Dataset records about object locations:

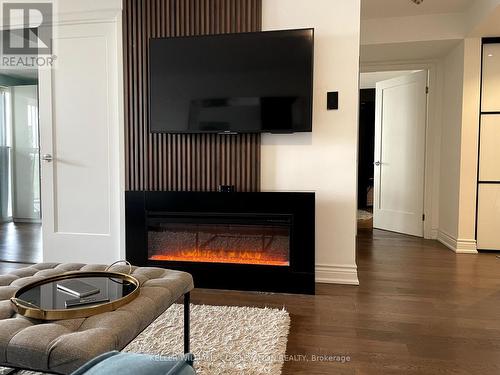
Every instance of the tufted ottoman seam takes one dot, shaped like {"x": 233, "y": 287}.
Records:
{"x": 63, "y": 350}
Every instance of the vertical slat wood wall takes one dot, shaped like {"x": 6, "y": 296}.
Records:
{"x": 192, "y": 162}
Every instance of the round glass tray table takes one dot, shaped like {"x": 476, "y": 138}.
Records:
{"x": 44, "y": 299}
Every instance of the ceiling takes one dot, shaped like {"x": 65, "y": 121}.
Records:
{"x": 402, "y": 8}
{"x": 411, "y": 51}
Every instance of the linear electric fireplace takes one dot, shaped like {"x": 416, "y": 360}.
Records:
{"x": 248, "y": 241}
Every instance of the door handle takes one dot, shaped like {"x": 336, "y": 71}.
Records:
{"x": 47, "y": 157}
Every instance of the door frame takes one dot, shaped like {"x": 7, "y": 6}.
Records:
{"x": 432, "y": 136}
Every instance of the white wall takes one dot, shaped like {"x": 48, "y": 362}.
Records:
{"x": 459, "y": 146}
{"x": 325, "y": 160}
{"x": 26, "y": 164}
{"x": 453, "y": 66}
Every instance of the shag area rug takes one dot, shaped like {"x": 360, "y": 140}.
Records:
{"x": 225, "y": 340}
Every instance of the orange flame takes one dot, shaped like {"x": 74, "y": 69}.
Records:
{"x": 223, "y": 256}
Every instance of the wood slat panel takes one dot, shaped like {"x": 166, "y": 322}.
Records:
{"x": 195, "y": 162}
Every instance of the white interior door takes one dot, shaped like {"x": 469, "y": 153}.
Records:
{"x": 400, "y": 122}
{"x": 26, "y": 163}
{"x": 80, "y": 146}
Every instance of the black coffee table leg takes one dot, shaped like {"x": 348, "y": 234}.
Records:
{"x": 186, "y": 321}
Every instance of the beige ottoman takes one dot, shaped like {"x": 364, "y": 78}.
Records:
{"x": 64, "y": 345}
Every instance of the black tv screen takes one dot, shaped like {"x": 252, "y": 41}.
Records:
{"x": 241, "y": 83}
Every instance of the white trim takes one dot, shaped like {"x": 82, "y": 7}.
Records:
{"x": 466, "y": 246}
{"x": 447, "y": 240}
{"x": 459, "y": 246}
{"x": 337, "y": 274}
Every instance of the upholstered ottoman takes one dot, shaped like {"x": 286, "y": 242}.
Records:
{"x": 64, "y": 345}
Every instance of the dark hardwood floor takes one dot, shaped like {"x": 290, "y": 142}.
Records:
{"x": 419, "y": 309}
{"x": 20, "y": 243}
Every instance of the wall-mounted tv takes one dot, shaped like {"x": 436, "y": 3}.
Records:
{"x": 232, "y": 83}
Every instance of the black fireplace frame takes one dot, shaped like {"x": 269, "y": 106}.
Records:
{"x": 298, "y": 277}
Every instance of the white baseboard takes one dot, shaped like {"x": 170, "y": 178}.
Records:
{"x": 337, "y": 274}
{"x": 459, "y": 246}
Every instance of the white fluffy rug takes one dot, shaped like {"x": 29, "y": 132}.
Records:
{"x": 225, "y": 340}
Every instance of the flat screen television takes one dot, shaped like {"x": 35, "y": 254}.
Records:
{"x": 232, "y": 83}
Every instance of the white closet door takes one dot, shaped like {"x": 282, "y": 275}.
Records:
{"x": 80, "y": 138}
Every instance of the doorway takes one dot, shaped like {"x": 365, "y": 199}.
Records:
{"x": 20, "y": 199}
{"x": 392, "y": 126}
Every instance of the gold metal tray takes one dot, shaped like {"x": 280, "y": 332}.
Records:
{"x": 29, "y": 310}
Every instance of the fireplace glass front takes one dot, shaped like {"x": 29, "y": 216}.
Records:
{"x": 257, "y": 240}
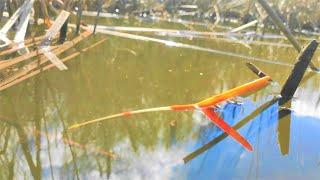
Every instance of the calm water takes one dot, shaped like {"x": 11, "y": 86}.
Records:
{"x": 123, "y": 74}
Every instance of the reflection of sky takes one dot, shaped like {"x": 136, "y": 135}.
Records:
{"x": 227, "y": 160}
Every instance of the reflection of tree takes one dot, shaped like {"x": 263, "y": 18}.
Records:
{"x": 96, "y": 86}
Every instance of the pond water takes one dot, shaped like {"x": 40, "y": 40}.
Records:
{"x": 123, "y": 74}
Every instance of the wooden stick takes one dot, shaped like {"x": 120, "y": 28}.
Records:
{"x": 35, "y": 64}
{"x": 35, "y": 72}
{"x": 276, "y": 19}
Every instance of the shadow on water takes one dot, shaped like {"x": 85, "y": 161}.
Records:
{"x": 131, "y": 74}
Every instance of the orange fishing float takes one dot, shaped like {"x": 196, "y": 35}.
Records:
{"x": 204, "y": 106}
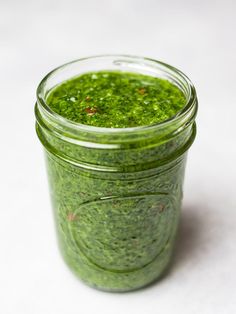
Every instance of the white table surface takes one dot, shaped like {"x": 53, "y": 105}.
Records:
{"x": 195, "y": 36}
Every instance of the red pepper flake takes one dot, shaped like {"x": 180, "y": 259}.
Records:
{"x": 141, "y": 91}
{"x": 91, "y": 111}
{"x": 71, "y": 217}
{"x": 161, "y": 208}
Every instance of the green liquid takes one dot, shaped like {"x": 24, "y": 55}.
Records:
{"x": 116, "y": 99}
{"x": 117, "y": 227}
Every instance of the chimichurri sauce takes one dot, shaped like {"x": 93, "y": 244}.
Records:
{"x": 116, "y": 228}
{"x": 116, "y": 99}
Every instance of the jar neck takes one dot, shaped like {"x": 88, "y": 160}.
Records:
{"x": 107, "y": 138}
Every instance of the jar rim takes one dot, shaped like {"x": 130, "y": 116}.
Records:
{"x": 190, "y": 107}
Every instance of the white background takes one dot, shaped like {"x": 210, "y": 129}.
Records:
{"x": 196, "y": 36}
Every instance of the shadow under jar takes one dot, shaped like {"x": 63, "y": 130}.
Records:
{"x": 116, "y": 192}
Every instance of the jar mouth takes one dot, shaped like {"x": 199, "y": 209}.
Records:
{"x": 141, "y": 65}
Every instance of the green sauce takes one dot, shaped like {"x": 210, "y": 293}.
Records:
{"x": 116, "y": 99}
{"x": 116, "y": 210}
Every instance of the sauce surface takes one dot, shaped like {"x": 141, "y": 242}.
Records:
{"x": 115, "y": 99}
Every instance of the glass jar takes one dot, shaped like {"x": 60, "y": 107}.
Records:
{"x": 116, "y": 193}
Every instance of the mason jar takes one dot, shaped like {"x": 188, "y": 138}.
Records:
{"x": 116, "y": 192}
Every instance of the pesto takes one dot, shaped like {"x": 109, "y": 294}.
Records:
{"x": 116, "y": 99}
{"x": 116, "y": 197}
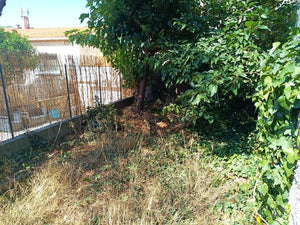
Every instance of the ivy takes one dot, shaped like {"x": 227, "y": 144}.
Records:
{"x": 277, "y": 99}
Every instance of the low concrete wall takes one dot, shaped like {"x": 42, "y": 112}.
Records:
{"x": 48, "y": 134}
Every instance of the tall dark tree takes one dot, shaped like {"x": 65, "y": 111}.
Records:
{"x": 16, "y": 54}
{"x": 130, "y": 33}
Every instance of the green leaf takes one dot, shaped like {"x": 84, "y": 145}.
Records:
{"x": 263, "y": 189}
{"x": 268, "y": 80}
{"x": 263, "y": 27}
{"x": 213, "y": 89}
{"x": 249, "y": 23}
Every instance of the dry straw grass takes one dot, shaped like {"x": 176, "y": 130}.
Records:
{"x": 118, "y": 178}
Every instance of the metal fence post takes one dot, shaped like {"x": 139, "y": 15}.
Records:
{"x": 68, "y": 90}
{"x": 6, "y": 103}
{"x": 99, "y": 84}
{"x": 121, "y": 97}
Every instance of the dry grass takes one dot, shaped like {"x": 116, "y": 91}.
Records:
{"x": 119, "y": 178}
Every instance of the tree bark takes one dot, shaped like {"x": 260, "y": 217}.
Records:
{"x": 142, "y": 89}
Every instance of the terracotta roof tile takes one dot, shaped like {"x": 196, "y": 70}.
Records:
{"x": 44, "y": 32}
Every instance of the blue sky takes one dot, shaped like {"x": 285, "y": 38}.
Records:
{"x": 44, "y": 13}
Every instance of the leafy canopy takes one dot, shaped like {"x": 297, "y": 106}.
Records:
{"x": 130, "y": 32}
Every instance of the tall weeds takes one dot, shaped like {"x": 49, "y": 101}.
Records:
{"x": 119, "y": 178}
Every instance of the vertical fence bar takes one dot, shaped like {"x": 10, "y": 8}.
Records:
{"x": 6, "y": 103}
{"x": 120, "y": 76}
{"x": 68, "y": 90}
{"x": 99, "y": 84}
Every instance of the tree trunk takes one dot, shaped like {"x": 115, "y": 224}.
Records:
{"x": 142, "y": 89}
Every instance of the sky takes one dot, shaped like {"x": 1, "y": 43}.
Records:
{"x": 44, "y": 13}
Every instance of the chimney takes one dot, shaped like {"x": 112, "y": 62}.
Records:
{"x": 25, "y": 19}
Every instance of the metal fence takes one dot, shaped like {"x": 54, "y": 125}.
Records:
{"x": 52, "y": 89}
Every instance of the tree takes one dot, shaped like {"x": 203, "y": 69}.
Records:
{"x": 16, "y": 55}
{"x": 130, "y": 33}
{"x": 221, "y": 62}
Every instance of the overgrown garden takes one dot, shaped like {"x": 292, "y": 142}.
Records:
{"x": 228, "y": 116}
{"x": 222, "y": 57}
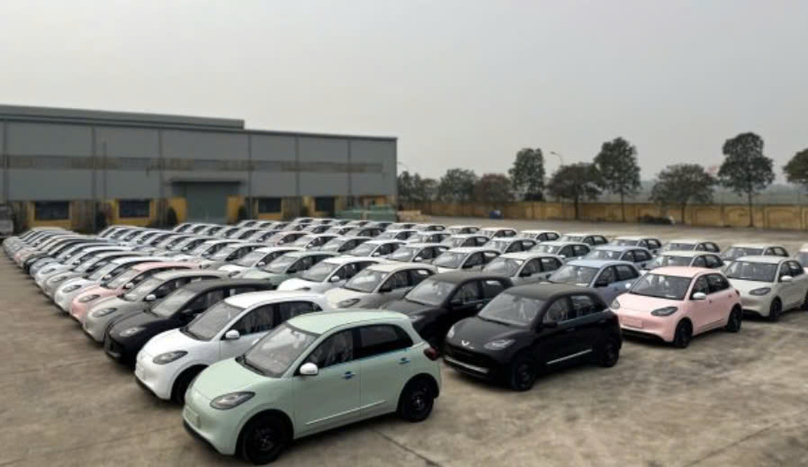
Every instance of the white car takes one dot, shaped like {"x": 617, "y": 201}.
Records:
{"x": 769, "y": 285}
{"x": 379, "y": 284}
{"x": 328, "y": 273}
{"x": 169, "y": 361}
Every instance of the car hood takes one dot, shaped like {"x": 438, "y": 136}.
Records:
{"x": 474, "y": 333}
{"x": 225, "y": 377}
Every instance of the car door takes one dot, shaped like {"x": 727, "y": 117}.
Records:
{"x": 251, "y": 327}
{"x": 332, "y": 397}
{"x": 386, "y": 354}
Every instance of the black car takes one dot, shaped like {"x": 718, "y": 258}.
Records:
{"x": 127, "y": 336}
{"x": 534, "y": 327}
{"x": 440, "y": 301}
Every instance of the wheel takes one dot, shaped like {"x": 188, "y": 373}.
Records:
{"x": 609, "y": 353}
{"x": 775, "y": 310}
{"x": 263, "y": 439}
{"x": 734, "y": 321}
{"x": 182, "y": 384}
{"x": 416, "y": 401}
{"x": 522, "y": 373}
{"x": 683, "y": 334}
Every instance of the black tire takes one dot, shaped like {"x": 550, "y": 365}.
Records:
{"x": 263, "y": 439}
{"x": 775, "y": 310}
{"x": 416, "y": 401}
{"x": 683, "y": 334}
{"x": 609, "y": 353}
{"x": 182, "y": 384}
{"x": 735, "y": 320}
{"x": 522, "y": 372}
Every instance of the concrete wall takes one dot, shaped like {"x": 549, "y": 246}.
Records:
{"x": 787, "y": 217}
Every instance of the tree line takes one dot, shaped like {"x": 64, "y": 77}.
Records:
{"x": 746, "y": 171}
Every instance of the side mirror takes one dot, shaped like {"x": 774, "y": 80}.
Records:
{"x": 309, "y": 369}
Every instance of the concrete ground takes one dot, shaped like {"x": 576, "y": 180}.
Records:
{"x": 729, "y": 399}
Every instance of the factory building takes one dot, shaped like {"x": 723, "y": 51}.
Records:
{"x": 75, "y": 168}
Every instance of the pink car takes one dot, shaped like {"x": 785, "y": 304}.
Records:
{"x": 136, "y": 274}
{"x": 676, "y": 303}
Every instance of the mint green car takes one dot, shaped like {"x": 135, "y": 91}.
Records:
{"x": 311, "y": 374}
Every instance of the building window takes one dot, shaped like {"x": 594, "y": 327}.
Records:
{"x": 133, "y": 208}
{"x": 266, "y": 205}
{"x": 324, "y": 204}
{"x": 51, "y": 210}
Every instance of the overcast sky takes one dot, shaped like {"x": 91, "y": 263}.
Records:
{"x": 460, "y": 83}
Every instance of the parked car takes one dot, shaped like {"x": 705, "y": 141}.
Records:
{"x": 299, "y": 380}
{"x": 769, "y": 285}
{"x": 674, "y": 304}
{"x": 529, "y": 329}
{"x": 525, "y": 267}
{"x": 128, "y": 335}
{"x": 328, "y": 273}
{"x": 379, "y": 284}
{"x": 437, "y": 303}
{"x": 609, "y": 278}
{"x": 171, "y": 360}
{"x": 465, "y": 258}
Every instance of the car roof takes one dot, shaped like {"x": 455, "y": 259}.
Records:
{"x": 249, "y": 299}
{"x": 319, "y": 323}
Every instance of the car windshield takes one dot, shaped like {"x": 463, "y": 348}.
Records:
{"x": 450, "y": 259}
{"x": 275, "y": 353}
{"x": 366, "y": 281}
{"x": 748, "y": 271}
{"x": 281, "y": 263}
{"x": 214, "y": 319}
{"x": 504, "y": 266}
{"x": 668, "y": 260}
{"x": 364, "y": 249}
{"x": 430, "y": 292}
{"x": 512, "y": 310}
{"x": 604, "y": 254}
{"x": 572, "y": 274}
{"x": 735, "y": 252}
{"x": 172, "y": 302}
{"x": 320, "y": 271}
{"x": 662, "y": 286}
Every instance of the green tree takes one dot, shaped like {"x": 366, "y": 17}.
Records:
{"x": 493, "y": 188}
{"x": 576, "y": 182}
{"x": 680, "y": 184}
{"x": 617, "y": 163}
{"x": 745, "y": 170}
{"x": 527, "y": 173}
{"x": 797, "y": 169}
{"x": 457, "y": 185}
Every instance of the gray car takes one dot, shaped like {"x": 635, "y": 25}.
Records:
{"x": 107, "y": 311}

(What the task requires): Repeat only the stretch of lines that opens with the line containing "Every instance of the parked" and closes with the final line of the entries, both included, exactly as written.

(Result of the task):
Every instance of the parked car takes one dot, shaped like {"x": 705, "y": 141}.
Records:
{"x": 299, "y": 380}
{"x": 769, "y": 285}
{"x": 674, "y": 304}
{"x": 529, "y": 329}
{"x": 525, "y": 267}
{"x": 128, "y": 335}
{"x": 328, "y": 273}
{"x": 379, "y": 284}
{"x": 437, "y": 303}
{"x": 609, "y": 278}
{"x": 171, "y": 360}
{"x": 465, "y": 258}
Every instance of the car roof takes one dot, shaped like {"x": 455, "y": 259}.
Records:
{"x": 249, "y": 299}
{"x": 319, "y": 323}
Every instance of the car windshield takes one dot, shaped like {"x": 463, "y": 348}.
Records:
{"x": 450, "y": 259}
{"x": 275, "y": 353}
{"x": 366, "y": 281}
{"x": 748, "y": 271}
{"x": 281, "y": 263}
{"x": 214, "y": 319}
{"x": 504, "y": 266}
{"x": 668, "y": 260}
{"x": 364, "y": 249}
{"x": 430, "y": 292}
{"x": 512, "y": 310}
{"x": 604, "y": 254}
{"x": 572, "y": 274}
{"x": 735, "y": 252}
{"x": 172, "y": 302}
{"x": 320, "y": 271}
{"x": 662, "y": 286}
Every instance of the green tree takes one dot, shaped like {"x": 366, "y": 17}.
Records:
{"x": 493, "y": 188}
{"x": 576, "y": 182}
{"x": 680, "y": 184}
{"x": 617, "y": 163}
{"x": 745, "y": 170}
{"x": 527, "y": 173}
{"x": 797, "y": 169}
{"x": 457, "y": 185}
Every instance of the gray car takes one dot, shaped like {"x": 635, "y": 25}.
Records:
{"x": 107, "y": 311}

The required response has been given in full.